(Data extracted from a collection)
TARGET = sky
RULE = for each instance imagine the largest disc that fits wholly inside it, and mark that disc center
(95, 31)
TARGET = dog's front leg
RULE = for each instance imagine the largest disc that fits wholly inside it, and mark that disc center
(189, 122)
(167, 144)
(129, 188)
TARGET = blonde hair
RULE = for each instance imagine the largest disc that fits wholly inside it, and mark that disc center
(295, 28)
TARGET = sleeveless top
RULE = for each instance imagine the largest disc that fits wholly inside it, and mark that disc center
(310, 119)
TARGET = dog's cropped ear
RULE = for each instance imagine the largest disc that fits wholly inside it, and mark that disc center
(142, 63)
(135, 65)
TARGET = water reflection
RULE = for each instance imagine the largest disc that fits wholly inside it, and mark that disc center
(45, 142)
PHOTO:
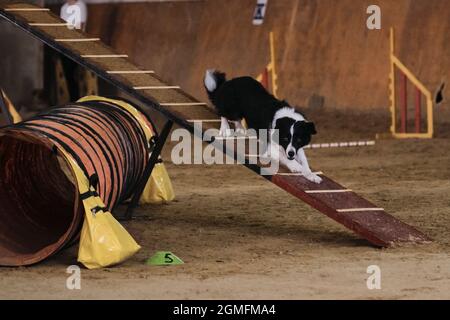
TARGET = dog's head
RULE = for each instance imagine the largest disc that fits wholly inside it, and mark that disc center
(293, 134)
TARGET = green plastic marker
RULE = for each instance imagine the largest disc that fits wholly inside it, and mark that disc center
(164, 258)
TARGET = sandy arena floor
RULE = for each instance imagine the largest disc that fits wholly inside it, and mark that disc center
(243, 238)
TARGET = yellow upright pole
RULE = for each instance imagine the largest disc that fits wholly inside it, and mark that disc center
(272, 62)
(392, 82)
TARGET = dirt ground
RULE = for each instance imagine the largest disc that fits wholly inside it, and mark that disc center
(243, 238)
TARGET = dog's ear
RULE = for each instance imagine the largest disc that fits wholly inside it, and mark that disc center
(310, 127)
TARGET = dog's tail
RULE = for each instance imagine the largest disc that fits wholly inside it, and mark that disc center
(213, 80)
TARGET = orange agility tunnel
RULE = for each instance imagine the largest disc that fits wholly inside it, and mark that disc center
(106, 142)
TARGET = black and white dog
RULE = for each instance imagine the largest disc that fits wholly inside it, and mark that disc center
(245, 98)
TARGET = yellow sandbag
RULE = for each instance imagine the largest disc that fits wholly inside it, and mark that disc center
(103, 242)
(12, 110)
(159, 187)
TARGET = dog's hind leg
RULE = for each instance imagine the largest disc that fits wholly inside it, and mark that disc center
(239, 127)
(225, 130)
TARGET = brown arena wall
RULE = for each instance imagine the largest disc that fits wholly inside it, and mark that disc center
(323, 47)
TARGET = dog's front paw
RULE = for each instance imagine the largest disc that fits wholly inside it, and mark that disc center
(313, 177)
(226, 132)
(294, 167)
(241, 131)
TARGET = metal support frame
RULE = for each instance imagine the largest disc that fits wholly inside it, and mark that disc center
(4, 109)
(407, 76)
(154, 159)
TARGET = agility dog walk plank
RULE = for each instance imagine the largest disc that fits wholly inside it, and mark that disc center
(332, 199)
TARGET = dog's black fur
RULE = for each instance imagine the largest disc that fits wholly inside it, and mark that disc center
(244, 97)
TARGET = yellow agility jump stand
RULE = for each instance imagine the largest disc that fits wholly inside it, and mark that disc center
(270, 68)
(421, 89)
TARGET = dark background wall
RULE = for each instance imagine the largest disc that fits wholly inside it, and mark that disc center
(323, 46)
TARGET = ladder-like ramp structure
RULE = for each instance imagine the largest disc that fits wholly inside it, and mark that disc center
(330, 198)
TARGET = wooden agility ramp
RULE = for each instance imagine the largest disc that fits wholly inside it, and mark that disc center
(343, 205)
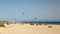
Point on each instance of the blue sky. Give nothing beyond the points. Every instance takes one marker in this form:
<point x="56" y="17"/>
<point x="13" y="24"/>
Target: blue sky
<point x="44" y="10"/>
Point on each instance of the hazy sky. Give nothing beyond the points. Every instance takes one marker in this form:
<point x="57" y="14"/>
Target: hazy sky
<point x="42" y="9"/>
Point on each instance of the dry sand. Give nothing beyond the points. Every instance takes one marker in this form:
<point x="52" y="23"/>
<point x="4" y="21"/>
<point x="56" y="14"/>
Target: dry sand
<point x="30" y="29"/>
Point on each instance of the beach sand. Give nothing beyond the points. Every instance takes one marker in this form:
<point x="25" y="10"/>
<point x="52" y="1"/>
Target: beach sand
<point x="30" y="29"/>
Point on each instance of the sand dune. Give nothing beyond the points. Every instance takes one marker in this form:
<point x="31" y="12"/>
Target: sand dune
<point x="30" y="29"/>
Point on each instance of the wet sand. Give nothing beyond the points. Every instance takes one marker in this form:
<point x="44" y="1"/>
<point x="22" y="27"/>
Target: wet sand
<point x="30" y="29"/>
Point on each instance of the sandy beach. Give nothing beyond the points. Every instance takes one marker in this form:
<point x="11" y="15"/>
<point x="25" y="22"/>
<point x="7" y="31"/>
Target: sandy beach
<point x="30" y="29"/>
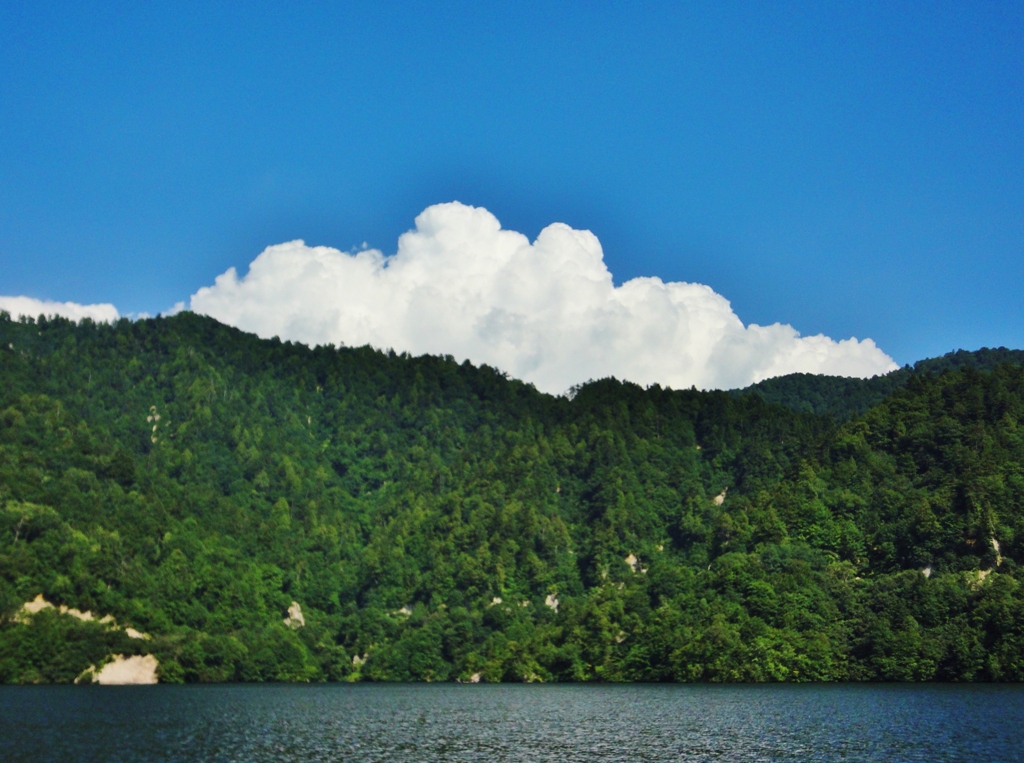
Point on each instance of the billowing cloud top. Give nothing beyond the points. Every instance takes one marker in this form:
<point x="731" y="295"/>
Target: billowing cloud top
<point x="30" y="307"/>
<point x="547" y="312"/>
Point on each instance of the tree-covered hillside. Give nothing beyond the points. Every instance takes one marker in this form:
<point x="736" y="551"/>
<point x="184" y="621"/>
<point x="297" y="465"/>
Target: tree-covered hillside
<point x="843" y="397"/>
<point x="438" y="521"/>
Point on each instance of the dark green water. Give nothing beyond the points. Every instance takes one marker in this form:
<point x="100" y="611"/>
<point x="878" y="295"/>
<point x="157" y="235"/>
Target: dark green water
<point x="373" y="722"/>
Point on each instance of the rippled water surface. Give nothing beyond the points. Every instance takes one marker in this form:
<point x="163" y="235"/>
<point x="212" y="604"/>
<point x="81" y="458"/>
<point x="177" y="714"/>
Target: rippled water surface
<point x="513" y="723"/>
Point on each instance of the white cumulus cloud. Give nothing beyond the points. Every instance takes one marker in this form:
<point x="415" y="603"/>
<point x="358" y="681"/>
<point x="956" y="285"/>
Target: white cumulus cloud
<point x="546" y="311"/>
<point x="31" y="307"/>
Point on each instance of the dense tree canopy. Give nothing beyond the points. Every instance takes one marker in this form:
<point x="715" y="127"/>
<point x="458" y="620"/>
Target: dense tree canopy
<point x="439" y="521"/>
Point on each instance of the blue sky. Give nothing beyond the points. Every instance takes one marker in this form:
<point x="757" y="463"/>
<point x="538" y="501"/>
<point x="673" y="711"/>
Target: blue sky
<point x="849" y="169"/>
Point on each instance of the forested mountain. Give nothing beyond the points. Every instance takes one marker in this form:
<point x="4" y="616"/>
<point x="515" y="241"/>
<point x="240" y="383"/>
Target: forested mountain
<point x="843" y="397"/>
<point x="439" y="521"/>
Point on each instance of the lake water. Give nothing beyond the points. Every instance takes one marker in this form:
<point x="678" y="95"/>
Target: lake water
<point x="530" y="723"/>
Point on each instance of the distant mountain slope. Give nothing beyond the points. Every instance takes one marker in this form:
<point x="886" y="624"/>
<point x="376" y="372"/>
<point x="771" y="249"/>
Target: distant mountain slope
<point x="266" y="511"/>
<point x="843" y="397"/>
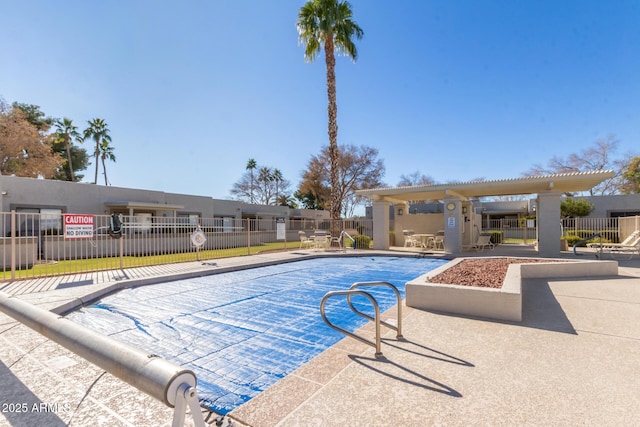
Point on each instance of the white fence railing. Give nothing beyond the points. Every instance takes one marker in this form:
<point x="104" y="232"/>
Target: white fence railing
<point x="611" y="229"/>
<point x="35" y="245"/>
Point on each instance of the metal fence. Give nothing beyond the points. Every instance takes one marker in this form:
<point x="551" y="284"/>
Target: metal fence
<point x="524" y="230"/>
<point x="37" y="244"/>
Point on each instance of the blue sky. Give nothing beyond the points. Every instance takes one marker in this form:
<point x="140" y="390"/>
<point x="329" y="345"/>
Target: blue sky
<point x="456" y="90"/>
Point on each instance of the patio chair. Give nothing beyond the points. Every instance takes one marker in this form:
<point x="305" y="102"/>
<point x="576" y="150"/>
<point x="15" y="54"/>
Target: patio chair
<point x="409" y="240"/>
<point x="484" y="240"/>
<point x="438" y="240"/>
<point x="305" y="241"/>
<point x="321" y="239"/>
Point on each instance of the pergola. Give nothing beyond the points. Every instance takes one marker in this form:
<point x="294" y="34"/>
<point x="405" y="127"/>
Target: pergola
<point x="549" y="189"/>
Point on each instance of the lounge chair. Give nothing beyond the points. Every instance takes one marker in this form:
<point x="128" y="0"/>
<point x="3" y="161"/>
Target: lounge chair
<point x="629" y="240"/>
<point x="305" y="241"/>
<point x="622" y="249"/>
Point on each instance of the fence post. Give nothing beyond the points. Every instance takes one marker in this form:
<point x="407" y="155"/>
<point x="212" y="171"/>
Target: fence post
<point x="248" y="236"/>
<point x="13" y="245"/>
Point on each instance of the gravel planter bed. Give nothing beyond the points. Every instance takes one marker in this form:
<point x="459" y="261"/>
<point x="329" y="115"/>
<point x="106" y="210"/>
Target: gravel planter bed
<point x="481" y="272"/>
<point x="491" y="287"/>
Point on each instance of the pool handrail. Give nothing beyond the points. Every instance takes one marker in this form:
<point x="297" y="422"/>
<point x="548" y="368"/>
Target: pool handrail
<point x="376" y="308"/>
<point x="169" y="383"/>
<point x="398" y="326"/>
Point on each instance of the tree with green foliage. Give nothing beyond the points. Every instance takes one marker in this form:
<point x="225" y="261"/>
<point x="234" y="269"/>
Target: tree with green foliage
<point x="65" y="131"/>
<point x="573" y="208"/>
<point x="329" y="24"/>
<point x="261" y="189"/>
<point x="25" y="149"/>
<point x="106" y="153"/>
<point x="99" y="132"/>
<point x="251" y="166"/>
<point x="308" y="200"/>
<point x="631" y="177"/>
<point x="358" y="168"/>
<point x="286" y="200"/>
<point x="35" y="116"/>
<point x="277" y="178"/>
<point x="598" y="157"/>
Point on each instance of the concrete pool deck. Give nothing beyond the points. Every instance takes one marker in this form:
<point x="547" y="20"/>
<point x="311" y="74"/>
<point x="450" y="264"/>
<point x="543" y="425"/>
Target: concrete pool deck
<point x="574" y="359"/>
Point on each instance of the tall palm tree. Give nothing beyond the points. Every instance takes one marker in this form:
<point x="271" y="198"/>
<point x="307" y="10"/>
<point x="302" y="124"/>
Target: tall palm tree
<point x="329" y="24"/>
<point x="65" y="130"/>
<point x="99" y="132"/>
<point x="106" y="152"/>
<point x="265" y="176"/>
<point x="251" y="166"/>
<point x="277" y="178"/>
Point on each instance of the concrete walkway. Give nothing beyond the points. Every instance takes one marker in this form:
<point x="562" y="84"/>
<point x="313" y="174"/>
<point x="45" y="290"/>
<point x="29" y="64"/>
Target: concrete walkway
<point x="573" y="360"/>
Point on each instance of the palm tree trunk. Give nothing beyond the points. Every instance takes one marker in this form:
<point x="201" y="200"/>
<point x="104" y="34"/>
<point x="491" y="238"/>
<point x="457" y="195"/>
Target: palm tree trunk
<point x="97" y="155"/>
<point x="68" y="147"/>
<point x="332" y="111"/>
<point x="104" y="168"/>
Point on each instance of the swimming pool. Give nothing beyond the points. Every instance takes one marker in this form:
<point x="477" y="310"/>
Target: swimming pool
<point x="242" y="331"/>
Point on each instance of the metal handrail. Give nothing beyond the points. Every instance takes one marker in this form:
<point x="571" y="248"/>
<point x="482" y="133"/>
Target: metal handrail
<point x="398" y="326"/>
<point x="344" y="233"/>
<point x="348" y="293"/>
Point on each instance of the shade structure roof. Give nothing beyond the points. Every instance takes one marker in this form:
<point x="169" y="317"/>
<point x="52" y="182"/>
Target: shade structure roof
<point x="556" y="183"/>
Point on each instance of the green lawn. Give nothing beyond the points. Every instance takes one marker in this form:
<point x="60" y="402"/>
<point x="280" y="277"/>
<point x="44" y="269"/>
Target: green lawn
<point x="112" y="263"/>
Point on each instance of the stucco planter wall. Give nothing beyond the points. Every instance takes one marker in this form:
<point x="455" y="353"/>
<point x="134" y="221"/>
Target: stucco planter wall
<point x="499" y="304"/>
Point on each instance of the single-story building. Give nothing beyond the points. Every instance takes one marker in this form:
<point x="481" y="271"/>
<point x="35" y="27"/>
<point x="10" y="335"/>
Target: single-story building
<point x="462" y="212"/>
<point x="57" y="197"/>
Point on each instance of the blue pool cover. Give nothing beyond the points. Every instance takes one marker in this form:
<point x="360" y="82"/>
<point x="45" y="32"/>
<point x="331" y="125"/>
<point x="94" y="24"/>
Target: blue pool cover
<point x="240" y="332"/>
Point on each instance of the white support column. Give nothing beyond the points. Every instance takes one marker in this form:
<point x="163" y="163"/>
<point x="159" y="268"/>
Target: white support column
<point x="548" y="218"/>
<point x="452" y="226"/>
<point x="380" y="210"/>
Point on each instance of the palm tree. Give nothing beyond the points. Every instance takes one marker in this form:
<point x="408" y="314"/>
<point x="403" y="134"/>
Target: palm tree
<point x="265" y="176"/>
<point x="106" y="152"/>
<point x="277" y="178"/>
<point x="251" y="165"/>
<point x="65" y="130"/>
<point x="329" y="23"/>
<point x="99" y="132"/>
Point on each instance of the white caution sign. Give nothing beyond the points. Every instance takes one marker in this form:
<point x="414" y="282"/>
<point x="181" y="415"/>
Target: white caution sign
<point x="198" y="238"/>
<point x="78" y="226"/>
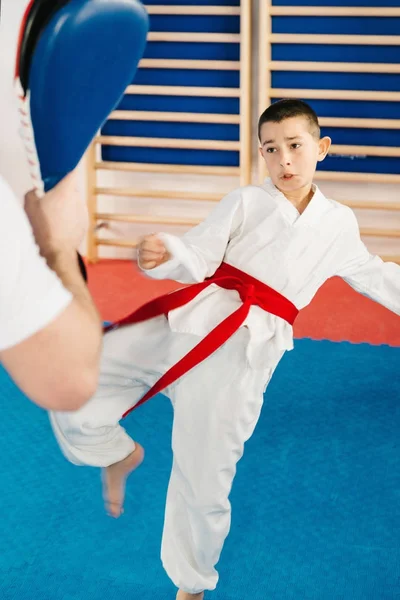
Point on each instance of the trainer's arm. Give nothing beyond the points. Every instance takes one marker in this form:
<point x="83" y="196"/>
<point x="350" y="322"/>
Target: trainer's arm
<point x="52" y="336"/>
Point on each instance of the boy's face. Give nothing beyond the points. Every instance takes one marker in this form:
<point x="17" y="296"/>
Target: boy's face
<point x="291" y="152"/>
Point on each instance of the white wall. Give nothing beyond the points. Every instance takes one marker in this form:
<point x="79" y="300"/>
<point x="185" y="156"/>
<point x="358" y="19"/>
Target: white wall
<point x="13" y="164"/>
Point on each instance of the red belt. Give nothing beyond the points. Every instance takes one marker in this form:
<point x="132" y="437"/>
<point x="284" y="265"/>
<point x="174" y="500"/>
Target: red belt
<point x="251" y="291"/>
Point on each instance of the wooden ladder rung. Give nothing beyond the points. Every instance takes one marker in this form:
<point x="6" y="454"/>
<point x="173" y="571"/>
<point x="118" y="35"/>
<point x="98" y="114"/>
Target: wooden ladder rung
<point x="176" y="117"/>
<point x="384" y="233"/>
<point x="179" y="143"/>
<point x="180" y="90"/>
<point x="200" y="10"/>
<point x="131" y="218"/>
<point x="167" y="194"/>
<point x="166" y="168"/>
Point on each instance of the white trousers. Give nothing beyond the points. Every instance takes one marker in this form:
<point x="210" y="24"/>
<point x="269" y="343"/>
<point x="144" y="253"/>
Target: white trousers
<point x="216" y="408"/>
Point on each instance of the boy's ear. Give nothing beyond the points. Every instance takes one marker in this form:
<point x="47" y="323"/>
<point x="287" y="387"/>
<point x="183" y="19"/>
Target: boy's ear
<point x="324" y="145"/>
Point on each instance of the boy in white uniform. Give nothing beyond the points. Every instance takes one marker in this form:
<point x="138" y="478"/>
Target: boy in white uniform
<point x="285" y="234"/>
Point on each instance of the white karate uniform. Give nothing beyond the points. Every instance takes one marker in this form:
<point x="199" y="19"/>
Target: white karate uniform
<point x="217" y="404"/>
<point x="31" y="294"/>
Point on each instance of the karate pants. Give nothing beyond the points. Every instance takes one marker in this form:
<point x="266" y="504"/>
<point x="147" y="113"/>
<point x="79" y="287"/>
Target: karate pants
<point x="216" y="408"/>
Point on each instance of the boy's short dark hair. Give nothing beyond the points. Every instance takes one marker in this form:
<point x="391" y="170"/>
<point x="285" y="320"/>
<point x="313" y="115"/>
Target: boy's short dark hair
<point x="286" y="109"/>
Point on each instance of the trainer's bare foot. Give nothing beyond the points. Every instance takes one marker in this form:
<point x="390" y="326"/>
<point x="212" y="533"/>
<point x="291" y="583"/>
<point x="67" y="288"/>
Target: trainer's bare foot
<point x="181" y="595"/>
<point x="114" y="479"/>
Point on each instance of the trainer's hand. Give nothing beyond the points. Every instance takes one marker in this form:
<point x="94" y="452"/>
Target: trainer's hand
<point x="59" y="220"/>
<point x="152" y="252"/>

* _WHAT IS NEEDED_: Give again, exactly, the lines from the start of the data through the one holding "TARGET = green plastic marker"; omit the pictures.

* _WRITTEN RESPONSE_:
TARGET = sky
RULE = for each instance imagine the largest disc that fits wholly inside it, and mark that disc center
(95, 31)
TARGET = dog's front leg
RULE = for each instance imagine the largest disc that fits wholly inside it, and mark that disc center
(189, 122)
(167, 144)
(129, 188)
TARGET = blonde hair
RULE = for each instance imagine the largest disc that fits wholly inside it, and mark that disc center
(295, 28)
TARGET = sleeveless top
RULE = for each instance imagine the largest disc that fits wholly inside it, and mark that disc center
(310, 119)
TARGET = dog's cropped ear
RULE = for each instance imagine the largest disc that fits wholly inside it, and mark that disc center
(142, 63)
(135, 65)
TARGET = water reflection
RULE = for each instance imagine the largest disc that fits wholly inside it, and mark that disc center
(45, 142)
PHOTO:
TARGET = dog's head
RULE = for each instance imagine the largest disc that fits wholly inside it, and mark that disc center
(293, 134)
TARGET = green plastic marker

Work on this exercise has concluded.